*** DOCUMENT TEXT
Most significantly, this experiment raised a fundamental question: If students use AI to write essays and instructors use AI to evaluate them, what is the underlying educational value of the exercise? This question has no simple answer, even for someone like myself who advocates for AI integration in education. It forces us to confront deep questions about the nature of learning, understanding, and assessment in an age where artificial intelligence can simulate many aspects of human intellectual work.
Finding Balance in the AI Era
After careful consideration, I've therefore returned to a hybrid approach that better serves our educational goals. Students maintain the freedom to use AI in their essay writing, provided they're transparent about its use. However, the evaluation process has returned to human hands, with class participation during discussions remaining the primary basis for grading.
This approach acknowledges AI's presence in academic writing while preserving the irreplaceable value of human interaction in education. Essays serve not as products to be evaluated but as starting points for meaningful classroom discussions where students explain their thinking, defend their positions, and engage with their peers.
These discussions highlight aspects of understanding that AI text generation struggles to replicate. When students discuss their work, they demonstrate not just their grasp of concepts but their ability to apply them creatively, respond to challenges, and engage in genuine intellectual discourse. These interactions provide insights into their learning that no AI-generated essay, no matter how well-crafted, could reveal.
******
*** RECORDS SUPPLIED
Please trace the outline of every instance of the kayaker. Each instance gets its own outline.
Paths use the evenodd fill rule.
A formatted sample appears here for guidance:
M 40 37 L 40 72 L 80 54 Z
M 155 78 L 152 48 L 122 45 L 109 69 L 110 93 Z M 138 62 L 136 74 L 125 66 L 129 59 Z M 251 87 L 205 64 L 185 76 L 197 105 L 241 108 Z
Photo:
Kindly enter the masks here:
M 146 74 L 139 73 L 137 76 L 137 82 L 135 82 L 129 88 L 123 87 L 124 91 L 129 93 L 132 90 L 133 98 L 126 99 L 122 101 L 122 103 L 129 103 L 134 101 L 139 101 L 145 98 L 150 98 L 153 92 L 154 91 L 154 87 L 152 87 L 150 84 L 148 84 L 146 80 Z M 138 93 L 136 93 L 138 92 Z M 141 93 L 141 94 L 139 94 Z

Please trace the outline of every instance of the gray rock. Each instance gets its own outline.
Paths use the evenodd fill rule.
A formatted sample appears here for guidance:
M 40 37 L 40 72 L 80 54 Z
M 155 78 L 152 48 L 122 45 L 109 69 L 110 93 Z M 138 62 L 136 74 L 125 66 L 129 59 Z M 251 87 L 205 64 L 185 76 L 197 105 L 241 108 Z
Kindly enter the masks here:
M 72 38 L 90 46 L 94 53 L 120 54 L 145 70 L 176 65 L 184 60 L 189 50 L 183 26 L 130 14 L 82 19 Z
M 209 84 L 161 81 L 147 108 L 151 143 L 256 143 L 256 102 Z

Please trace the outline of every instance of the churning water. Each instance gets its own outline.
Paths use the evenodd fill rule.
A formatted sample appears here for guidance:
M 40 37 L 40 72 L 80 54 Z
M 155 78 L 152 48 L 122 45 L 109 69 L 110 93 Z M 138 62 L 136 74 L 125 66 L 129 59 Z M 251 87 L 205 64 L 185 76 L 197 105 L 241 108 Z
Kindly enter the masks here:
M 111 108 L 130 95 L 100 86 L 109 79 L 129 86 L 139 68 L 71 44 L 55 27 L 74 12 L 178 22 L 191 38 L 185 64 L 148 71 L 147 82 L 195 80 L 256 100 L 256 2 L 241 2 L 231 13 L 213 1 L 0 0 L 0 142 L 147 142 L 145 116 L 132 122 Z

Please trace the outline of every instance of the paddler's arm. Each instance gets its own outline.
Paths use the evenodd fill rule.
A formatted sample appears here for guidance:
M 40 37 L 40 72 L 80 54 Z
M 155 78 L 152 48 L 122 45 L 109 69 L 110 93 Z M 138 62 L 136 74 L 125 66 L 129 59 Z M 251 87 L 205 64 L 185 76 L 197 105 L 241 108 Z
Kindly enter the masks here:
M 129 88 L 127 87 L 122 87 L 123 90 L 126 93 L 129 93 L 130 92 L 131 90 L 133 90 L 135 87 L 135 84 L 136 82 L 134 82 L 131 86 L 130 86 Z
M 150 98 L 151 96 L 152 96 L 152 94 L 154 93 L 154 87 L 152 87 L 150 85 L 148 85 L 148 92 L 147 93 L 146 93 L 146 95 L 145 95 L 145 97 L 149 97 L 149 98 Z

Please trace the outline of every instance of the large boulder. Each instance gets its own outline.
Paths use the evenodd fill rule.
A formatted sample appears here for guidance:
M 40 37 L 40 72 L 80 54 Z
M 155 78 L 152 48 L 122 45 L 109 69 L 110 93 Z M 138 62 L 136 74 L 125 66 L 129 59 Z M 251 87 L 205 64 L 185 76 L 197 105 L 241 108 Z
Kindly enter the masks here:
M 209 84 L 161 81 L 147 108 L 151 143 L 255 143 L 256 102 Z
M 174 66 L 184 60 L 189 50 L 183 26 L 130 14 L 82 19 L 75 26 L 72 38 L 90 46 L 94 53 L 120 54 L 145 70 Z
******
*** RECORDS SUPPLIED
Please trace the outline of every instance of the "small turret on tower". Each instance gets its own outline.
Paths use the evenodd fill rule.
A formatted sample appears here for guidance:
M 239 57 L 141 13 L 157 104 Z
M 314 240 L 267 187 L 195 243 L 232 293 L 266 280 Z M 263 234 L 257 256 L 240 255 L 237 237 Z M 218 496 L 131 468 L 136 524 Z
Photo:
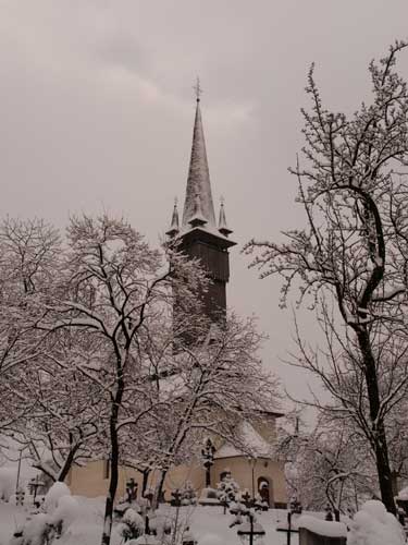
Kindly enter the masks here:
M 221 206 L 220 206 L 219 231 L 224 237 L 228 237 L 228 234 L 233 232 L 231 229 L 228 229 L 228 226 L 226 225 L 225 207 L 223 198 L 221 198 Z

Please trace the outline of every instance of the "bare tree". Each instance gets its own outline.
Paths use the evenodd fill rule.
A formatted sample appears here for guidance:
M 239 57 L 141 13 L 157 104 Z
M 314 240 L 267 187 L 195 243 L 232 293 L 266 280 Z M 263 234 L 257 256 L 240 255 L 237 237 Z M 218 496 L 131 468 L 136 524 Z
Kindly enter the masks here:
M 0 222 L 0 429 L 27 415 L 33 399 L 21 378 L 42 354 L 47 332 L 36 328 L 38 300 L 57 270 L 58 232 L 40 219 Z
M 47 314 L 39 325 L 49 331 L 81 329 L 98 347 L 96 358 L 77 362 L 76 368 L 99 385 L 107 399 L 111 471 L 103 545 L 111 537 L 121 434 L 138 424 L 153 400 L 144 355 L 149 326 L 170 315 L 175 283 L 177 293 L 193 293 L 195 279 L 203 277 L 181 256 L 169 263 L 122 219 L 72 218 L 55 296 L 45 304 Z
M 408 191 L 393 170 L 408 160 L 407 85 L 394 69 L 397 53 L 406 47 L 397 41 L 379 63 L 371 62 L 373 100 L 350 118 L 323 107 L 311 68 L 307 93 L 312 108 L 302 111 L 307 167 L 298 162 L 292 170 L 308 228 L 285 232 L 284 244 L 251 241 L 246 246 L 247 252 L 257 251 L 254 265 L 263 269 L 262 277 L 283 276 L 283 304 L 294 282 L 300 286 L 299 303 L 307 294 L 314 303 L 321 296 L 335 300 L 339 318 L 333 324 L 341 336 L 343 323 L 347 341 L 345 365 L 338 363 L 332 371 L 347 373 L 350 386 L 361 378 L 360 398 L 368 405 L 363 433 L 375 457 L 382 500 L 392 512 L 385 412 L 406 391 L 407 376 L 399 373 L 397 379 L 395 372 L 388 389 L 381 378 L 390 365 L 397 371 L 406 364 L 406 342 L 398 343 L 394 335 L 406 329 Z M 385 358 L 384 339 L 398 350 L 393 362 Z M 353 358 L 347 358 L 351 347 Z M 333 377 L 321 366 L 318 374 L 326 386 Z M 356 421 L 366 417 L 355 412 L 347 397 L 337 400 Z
******
*** RECORDS SUPPLIED
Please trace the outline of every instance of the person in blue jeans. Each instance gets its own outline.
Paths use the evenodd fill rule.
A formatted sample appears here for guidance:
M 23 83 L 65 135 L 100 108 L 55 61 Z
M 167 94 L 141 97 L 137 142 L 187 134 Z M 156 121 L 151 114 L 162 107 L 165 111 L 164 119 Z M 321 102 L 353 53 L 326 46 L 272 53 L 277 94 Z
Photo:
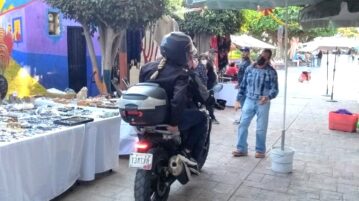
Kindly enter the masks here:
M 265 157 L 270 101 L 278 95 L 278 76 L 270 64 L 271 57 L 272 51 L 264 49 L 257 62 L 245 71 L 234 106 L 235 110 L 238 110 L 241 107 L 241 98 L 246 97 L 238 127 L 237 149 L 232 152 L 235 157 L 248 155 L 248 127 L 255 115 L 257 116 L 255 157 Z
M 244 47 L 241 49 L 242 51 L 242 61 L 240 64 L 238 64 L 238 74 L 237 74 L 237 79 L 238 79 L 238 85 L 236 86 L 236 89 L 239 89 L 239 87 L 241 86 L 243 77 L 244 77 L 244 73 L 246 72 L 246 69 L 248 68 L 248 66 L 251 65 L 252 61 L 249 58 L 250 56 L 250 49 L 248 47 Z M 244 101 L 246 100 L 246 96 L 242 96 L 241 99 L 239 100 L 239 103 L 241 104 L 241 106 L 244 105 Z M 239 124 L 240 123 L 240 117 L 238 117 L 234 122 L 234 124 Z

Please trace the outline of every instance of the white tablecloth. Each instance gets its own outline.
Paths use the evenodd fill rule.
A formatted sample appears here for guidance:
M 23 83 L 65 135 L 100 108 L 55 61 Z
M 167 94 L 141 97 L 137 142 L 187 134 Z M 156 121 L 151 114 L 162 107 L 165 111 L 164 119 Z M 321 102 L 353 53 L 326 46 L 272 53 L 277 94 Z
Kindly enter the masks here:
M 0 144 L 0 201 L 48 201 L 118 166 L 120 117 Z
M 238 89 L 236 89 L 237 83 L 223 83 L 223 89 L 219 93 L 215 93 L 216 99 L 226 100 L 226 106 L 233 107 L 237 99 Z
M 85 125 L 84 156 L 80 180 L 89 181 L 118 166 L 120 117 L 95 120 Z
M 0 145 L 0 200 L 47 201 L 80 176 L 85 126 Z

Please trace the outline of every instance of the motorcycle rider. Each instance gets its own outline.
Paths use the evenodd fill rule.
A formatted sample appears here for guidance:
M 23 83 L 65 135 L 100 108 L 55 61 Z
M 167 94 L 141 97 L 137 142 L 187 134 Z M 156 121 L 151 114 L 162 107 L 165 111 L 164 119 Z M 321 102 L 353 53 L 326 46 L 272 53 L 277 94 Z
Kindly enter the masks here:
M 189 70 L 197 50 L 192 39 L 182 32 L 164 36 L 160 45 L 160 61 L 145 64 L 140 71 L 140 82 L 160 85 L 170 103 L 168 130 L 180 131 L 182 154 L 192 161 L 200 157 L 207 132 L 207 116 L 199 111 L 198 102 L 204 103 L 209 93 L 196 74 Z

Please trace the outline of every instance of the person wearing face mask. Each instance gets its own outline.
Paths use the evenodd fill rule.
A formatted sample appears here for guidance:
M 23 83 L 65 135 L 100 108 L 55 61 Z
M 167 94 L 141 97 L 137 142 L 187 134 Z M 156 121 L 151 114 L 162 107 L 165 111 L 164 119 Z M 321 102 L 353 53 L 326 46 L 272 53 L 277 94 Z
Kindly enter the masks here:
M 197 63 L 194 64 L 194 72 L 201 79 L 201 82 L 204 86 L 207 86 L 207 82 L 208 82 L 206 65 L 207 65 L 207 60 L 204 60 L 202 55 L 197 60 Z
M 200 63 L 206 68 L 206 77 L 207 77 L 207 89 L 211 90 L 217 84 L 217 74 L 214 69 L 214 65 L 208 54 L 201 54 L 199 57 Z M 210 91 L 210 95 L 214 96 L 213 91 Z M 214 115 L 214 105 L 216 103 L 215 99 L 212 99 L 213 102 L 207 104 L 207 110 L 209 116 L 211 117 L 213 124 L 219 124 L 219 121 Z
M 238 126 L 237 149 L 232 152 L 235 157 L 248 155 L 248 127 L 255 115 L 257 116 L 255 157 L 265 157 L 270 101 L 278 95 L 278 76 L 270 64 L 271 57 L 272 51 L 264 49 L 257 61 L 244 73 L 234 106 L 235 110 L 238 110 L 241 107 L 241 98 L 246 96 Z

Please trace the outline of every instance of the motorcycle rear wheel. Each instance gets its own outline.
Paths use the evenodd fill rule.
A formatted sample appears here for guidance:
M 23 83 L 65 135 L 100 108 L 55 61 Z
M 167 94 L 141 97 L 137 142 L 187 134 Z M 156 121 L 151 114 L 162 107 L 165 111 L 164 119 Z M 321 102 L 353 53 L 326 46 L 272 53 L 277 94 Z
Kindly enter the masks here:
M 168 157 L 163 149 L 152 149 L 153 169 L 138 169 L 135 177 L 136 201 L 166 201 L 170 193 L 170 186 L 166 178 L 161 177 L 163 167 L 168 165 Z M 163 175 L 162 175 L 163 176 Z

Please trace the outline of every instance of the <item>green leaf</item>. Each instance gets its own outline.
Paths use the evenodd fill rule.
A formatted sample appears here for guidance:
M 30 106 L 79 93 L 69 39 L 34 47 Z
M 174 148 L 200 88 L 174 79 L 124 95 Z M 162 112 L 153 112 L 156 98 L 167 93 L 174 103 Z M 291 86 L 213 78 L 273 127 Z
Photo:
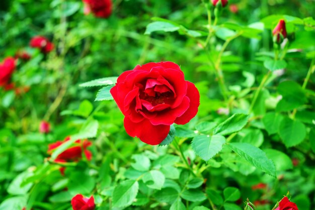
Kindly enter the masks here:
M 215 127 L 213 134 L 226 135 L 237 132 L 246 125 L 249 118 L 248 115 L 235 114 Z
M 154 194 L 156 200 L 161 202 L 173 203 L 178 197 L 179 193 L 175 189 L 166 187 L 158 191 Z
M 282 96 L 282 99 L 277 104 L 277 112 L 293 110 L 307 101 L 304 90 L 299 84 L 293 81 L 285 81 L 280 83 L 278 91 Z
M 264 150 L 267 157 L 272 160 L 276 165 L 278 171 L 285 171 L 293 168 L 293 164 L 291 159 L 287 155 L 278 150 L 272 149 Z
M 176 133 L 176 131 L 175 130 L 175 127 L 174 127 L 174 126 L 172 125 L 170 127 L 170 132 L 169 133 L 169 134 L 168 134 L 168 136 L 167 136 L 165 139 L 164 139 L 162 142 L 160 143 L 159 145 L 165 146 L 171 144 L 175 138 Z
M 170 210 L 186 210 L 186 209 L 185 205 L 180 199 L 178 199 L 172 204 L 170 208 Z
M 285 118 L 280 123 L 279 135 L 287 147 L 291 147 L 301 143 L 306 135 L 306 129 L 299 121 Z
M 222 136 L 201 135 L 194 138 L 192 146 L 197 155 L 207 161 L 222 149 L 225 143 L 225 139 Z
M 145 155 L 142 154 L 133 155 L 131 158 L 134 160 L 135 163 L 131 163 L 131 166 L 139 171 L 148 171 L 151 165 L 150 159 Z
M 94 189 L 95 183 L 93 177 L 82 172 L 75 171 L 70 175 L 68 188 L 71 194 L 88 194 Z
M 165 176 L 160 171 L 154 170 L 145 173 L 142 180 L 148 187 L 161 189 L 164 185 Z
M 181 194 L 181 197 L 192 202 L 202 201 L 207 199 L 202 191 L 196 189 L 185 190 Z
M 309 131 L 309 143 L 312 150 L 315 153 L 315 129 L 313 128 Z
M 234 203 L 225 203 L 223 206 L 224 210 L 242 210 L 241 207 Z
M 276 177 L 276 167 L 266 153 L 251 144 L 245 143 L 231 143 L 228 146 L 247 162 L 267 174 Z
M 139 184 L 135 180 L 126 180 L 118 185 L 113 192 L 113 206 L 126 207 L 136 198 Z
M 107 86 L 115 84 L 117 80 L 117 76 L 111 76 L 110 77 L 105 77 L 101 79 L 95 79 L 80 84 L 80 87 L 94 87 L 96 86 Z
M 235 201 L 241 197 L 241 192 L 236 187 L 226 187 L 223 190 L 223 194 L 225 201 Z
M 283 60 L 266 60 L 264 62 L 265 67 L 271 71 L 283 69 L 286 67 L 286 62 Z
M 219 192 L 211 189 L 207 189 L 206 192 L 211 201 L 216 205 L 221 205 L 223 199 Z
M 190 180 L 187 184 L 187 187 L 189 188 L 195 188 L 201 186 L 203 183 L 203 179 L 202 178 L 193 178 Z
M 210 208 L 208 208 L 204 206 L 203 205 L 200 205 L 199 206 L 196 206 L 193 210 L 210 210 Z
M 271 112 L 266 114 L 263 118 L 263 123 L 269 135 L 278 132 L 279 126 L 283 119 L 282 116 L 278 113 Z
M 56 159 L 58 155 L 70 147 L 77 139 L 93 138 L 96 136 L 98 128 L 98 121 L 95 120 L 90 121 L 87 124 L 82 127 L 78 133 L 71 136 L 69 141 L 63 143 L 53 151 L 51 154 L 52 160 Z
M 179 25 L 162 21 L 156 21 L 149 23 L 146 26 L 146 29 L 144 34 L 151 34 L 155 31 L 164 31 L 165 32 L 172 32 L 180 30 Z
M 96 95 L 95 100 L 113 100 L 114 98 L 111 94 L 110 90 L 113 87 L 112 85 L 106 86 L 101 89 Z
******
- [WORK REQUEST A]: Copy the passage on AI and essay assessment from "Finding Balance in" up to and including "with their peers.".
- [WORK REQUEST B]:
Answer these questions using the passage on AI and essay assessment.
(i) Under the hybrid approach, on what condition may students use AI in their essay writing?
(ii) If essays are not products to be evaluated, what do they serve as?
(iii) Besides their grasp of concepts, what three abilities do students demonstrate when they discuss their work?

- [ANSWER SPACE A]:
Finding Balance in the AI Era
After careful consideration, I've therefore returned to a hybrid approach that better serves our educational goals. Students maintain the freedom to use AI in their essay writing, provided they're transparent about its use. However, the evaluation process has returned to human hands, with class participation during discussions remaining the primary basis for grading.
This approach acknowledges AI's presence in academic writing while preserving the irreplaceable value of human interaction in education. Essays serve not as products to be evaluated but as starting points for meaningful classroom discussions where students explain their thinking, defend their positions, and engage with their peers.

- [ANSWER SPACE B]:
(i) They must be transparent about its use.
(ii) They serve as starting points for meaningful classroom discussions.
(iii) The ability to apply concepts creatively, to respond to challenges, and to engage in genuine intellectual discourse.